[Natural language region descriptions]
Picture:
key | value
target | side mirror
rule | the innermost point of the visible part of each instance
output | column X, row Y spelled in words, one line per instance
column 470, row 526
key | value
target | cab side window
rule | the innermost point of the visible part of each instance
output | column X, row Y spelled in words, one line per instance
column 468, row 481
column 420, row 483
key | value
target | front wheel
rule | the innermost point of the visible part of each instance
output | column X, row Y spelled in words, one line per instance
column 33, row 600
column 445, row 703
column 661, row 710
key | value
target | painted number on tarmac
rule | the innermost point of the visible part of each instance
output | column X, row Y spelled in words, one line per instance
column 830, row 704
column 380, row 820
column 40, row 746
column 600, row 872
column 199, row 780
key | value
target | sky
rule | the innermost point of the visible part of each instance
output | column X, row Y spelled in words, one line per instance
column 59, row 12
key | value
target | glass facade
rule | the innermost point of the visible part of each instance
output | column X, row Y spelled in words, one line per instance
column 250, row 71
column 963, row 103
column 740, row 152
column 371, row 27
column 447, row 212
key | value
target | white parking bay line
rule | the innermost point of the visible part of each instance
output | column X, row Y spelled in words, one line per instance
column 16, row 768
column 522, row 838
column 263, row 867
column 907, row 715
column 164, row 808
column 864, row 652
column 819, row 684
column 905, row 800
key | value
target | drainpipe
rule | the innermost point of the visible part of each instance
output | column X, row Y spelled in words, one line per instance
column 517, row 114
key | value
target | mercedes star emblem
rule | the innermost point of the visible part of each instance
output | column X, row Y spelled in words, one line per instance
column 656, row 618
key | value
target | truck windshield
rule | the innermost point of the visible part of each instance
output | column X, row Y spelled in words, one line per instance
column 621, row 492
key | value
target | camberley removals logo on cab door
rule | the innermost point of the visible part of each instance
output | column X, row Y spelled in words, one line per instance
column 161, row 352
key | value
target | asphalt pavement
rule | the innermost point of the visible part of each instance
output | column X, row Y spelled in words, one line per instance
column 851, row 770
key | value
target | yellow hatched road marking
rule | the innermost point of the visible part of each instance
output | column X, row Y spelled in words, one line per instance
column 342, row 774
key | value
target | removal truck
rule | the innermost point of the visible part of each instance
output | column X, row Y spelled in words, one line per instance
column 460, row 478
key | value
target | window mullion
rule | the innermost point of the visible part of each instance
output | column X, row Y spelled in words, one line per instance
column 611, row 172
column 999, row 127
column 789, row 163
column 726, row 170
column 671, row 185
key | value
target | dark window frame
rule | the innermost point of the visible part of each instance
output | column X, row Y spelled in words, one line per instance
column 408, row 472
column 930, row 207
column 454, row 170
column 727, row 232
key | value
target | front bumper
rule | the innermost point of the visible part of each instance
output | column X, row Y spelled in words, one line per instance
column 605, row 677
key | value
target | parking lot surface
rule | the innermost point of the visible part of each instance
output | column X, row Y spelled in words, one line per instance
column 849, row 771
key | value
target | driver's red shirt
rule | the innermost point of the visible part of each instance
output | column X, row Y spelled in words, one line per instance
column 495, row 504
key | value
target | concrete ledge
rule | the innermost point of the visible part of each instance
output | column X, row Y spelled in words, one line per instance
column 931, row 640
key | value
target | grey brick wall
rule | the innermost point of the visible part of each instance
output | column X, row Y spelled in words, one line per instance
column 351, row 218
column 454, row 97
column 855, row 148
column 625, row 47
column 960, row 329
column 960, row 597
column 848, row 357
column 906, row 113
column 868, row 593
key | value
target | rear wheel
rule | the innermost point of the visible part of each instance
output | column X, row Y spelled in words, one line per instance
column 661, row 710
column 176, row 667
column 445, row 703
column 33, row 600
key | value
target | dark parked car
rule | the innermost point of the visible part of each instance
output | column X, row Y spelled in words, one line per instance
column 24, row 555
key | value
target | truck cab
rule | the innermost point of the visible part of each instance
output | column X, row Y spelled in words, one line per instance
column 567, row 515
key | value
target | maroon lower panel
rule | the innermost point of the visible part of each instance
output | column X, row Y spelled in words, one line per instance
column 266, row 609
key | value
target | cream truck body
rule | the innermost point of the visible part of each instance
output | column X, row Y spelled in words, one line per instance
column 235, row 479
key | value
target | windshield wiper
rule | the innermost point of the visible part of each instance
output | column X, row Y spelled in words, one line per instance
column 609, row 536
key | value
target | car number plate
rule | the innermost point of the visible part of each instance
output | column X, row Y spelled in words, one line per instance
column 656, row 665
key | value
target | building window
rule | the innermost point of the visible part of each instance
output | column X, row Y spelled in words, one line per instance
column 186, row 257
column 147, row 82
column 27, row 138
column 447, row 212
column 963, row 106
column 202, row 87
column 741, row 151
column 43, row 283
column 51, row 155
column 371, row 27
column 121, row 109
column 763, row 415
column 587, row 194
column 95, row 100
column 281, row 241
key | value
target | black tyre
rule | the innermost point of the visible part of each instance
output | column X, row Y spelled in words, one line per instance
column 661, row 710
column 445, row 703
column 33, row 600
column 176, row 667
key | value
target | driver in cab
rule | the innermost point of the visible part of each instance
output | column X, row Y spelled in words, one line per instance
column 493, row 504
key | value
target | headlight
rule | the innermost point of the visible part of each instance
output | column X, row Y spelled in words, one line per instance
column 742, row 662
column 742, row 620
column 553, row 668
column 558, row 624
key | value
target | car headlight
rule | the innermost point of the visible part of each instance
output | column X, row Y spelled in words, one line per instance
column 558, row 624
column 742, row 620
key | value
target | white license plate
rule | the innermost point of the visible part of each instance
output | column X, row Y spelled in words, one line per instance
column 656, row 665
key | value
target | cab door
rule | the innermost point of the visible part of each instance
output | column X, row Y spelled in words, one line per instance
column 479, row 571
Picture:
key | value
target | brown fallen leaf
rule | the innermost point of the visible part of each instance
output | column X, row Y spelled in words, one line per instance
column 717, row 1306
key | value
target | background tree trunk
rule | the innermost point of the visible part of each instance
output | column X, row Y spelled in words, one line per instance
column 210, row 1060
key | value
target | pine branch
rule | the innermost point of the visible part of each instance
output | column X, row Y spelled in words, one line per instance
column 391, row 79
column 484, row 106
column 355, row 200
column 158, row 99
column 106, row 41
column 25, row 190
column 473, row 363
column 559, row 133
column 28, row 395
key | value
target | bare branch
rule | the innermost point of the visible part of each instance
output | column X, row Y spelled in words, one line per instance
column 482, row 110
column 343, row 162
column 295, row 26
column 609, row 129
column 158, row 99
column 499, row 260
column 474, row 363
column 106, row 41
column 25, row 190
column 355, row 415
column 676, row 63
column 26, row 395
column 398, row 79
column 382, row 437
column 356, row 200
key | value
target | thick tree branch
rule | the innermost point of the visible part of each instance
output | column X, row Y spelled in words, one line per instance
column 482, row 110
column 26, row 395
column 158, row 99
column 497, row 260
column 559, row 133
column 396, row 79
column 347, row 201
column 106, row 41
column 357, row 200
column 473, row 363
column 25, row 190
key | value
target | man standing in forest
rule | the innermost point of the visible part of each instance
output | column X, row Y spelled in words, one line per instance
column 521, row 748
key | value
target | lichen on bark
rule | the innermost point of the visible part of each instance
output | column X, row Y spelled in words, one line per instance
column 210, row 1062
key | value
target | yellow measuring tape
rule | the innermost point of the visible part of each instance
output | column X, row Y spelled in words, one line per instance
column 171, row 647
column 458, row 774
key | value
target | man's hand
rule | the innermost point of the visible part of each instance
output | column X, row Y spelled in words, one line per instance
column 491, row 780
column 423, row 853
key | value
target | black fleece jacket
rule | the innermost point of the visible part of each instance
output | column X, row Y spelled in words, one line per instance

WHAT NEEDS TO BE DONE. Pull every line containing "black" from the entries above and copy it.

RESPONSE BOX.
target | black tyre
target | black fleece jacket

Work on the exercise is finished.